Dataset records on where objects are located:

<<<<

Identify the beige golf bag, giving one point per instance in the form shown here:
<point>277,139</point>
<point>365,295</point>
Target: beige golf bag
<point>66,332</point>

>>>>

- _What needs to be done_
Copy every line of the records above, unchanged.

- _Answer to this problem_
Identify the beige golf bag, giving one point per instance in the form shown here:
<point>277,139</point>
<point>365,295</point>
Target: beige golf bag
<point>66,332</point>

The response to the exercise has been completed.